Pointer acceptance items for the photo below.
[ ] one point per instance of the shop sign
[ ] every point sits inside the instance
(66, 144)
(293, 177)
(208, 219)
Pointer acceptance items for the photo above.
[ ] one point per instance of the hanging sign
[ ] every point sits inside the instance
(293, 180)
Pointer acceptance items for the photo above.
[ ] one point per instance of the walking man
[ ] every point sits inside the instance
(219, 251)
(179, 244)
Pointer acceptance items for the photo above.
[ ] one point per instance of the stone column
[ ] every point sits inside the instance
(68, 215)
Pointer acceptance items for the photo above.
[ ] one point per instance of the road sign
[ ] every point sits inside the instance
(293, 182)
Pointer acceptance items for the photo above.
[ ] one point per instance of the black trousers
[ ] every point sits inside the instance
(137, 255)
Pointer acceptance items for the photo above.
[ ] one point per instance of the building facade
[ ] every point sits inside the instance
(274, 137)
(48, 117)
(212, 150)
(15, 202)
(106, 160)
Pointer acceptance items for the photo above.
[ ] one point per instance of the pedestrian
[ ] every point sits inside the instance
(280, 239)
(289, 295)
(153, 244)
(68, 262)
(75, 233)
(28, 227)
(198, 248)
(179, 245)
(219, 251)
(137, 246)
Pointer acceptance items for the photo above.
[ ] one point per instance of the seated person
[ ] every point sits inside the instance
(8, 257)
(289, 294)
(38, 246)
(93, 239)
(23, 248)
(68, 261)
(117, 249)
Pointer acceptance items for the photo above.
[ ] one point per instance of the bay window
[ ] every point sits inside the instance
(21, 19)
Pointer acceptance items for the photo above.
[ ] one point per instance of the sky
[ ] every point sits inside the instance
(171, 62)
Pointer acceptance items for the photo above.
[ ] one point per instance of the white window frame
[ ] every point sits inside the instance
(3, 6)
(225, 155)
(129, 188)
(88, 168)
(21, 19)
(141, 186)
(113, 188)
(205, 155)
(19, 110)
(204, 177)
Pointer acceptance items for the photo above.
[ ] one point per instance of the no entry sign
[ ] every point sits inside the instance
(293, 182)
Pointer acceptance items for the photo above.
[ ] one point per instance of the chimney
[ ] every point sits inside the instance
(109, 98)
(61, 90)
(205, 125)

Brief:
Retype each record exactly, leaving nothing out.

Exercise answer:
Pointer acceptance items for the photo below.
[ ] one point per instance of the shop sign
[ ] every point sits inside the instance
(66, 144)
(293, 177)
(208, 219)
Pointer acceptance items for the photo above.
[ ] one point per instance of the hanging sign
[ ] every point sits inside the instance
(293, 180)
Pointer acceptance items for the photo above.
[ ] one point per instance of the walking man
[ ] every point sits inside the instance
(219, 251)
(179, 244)
Pointer acceptance items for the photo above.
[ ] one point per instance of the stone column
[ ] every point sits inside the instance
(68, 215)
Pointer acceptance items for the photo above.
[ ] one point per instance of the road sign
[ ] every point sits inside the instance
(293, 182)
Pointer acceptance items for the photo above.
[ ] one point per instance of the black trousers
[ ] every point sits inside the instance
(137, 255)
Pointer acceptance items for the photo above.
[ ] one point per instance of the building facade
[ ] every point sits inside the instance
(274, 137)
(48, 117)
(212, 150)
(15, 202)
(106, 160)
Pointer acceptance items for the photo above.
[ ] one point per instance of the pedestrian
[ ] every point sits inside the instance
(280, 239)
(289, 295)
(153, 244)
(68, 262)
(75, 233)
(28, 227)
(198, 248)
(179, 245)
(219, 251)
(137, 246)
Pointer acceptance items for the photo above.
[ ] one point per instance of the seated person
[ ] every point sits inside the instance
(8, 257)
(289, 294)
(38, 246)
(93, 239)
(23, 248)
(68, 261)
(117, 249)
Pointer acceptance items for the photo above.
[ ] one point per instance of the bay window
[ ] every point sits inside the instance
(21, 19)
Pointer acceptance items for the photo above.
[ ] one point per instance of the sky
[ ] every point sits inside the instance
(171, 62)
Pointer acceptance items for the photo above.
[ ] one point per instance of the white window frame
[ ] every point sits inside the instance
(3, 6)
(225, 155)
(129, 188)
(88, 168)
(21, 19)
(141, 186)
(113, 188)
(205, 155)
(19, 110)
(204, 177)
Pointer acceptance items for the photo above.
[ ] one point per instance of the no entry sign
[ ] every point sits inside the instance
(293, 182)
Pointer acceptance items for the photo above.
[ ] one point per instance of the chimney
[ ] every point sits inside the instance
(109, 98)
(61, 90)
(205, 125)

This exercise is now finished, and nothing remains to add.